Resume the VB6 whitespace-trimming thread right after its last sentence.
--- SELECTION ---
In VB6, the Trim() function trims spaces off the front and back of a string. I am wondering if there is a function that will trim not just spaces, but all whitespace (tabs in this case) off of each end of a string.

You'll have to combine the Trim function with the Replace function:

s = "   ABC  " & vbTab & "   "
MsgBox Len(s)

MsgBox Len(Trim$(s))

s = Replace$(Trim$(s), vbTab, "")
MsgBox Len(s)

Note: The above code will also remove embedded tabs. Probably can resolve this with regular expressions but here's a way to trim spaces/tabs only from the ends via looping:

Dim s As String, char As String, trimmedString As String
Dim x As Integer

s = "  " & vbTab & " ABC  " & vbTab & "a   " & vbTab

'// Trim all spaces/tabs from the beginning
For x = 1 To Len(s)
    char = Mid$(s, x, 1)
    If char = vbTab Or char = " " Then
    Else
        trimmedString = Mid$(s, x)
        Exit For
    End If
Next
'// Now do it from the end
For x = Len(trimmedString) To 1 Step -1
    char = Mid$(trimmedString, x, 1)
    If char = vbTab Or char = " " Then
    Else
        trimmedString = Left$(trimmedString, x)
        Exit For
    End If
Next

You should end up with ABC{space}{space}{tab}a

It's a shame there is no built in function. Here is the one I wrote. It does the trick.

Function TrimAllWhitespace(ByVal str As String)

    str = Trim(str)

    Do Until Not Left(str, 1) = Chr(9)
        str = Trim(Mid(str, 2, Len(str) - 1))
    Loop

    Do Until Not Right(str, 1) = Chr(9)
        str = Trim(Left(str, Len(str) - 1))
    Loop

    TrimAllWhitespace = str

End Function

How about:

Private Declare Function lstrlen Lib "kernel32" Alias "lstrlenW" ( _
    ByVal lpString As Long) As Long

Private Declare Function StrTrim Lib "shlwapi" Alias "StrTrimW" ( _
    ByVal pszSource As Long, _
    ByVal pszTrimChars As Long) As Long

Private Function TrimWS(ByVal Text As String) As String
    'Unicode-safe.
    Const WHITE_SPACE As String = " " & vbTab & vbCr & vbLf

    If StrTrim(StrPtr(Text), StrPtr(WHITE_SPACE)) Then
        TrimWS = Left$(Text, lstrlen(StrPtr(Text)))
    Else
        TrimWS = Text
    End If
End Function

It is fast, and even faster if you use typelibs instead of Declare to define the API calls.

I use this function:

Private Function TrimAll(Text As String) As String

Const toRemove As String = " " & vbTab & vbCr & vbLf 'what to remove

Dim s As Long: s = 1
Dim e As Long: e = Len(Text)
Dim c As String

If e = 0 Then Exit Function 'zero len string

Do 'how many chars to skip on the left side
    c = Mid(Text, s, 1)
    If c = "" Or InStr(1, toRemove, c) = 0 Then Exit Do
    s = s + 1
Loop
Do 'how many chars to skip on the right side
    c = Mid(Text, e, 1)
    If e = 1 Or InStr(1, toRemove, c) = 0 Then Exit Do
    e = e - 1
Loop
TrimAll = Mid(Text, s, (e - s) + 1) 'return remaining text

End Function

Usage:

    Debug.Print "|" & TrimAll("") & "|" 'prints ||
    Debug.Print "|" & TrimAll(" ") & "|" 'prints ||
    Debug.Print "|" & TrimAll("a") & "|" 'prints |a|
    Debug.Print "|" & TrimAll("a ") & "|" 'prints |a|
    Debug.Print "|" & TrimAll(" a") & "|" 'prints |a|
    Debug.Print "|" & TrimAll(" a b ") & "|" 'prints |a b|
    Debug.Print "|" & TrimAll(vbTab & " " & "Some " & vbCrLf & " text. " & vbCrLf & " ") & "|" 'prints |Some
text.|

You can simply add the chars to be removed at the toRemove string.
--- RECORD SET ---
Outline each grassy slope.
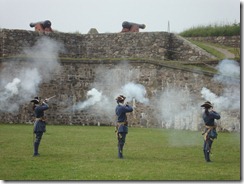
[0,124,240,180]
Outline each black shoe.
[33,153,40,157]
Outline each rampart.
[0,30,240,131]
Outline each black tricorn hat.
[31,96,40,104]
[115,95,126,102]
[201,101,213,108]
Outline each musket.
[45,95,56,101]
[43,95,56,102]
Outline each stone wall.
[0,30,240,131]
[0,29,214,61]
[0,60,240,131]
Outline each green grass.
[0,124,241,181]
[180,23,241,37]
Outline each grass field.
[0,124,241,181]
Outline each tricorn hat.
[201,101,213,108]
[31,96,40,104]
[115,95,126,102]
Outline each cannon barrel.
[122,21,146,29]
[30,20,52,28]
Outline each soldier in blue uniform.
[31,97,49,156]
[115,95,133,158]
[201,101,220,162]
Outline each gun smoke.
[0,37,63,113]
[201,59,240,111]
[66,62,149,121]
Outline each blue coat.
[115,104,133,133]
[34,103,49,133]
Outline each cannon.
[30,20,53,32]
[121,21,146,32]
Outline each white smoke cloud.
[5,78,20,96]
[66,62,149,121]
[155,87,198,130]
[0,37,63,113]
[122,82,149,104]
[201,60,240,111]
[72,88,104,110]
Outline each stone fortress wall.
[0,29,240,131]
---
## IN RESPONSE
It does not copy the partialy trimmed string again and again, but rather searches where the trimmed string starts and ends, and returns that portion only.

This could also be useful, a continue of @MathewHagemann It remove empties lines before and after

Public Function TrimAllWhitespace(ByVal str As String)

    str = Trim(str)

    Do Until Not Left(str, 1) = Chr(9)
        str = Trim(Mid(str, 2, Len(str) - 1))
    Loop

    Do Until Not Right(str, 1) = Chr(9)
        str = Trim(Left(str, Len(str) - 1))
    Loop

    Do Until Not Left(str, 1) = Chr(13)
        str = Trim(Mid(str, 2, Len(str) - 1))
    Loop

    Do Until Not Left(str, 1) = Chr(10)
        str = Trim(Mid(str, 2, Len(str) - 1))
    Loop

    Do Until Not Right(str, 1) = Chr(10)
        str = Trim(Left(str, Len(str) - 1))
    Loop

    Do Until Not Right(str, 1) = Chr(13)
        str = Trim(Left(str, Len(str) - 1))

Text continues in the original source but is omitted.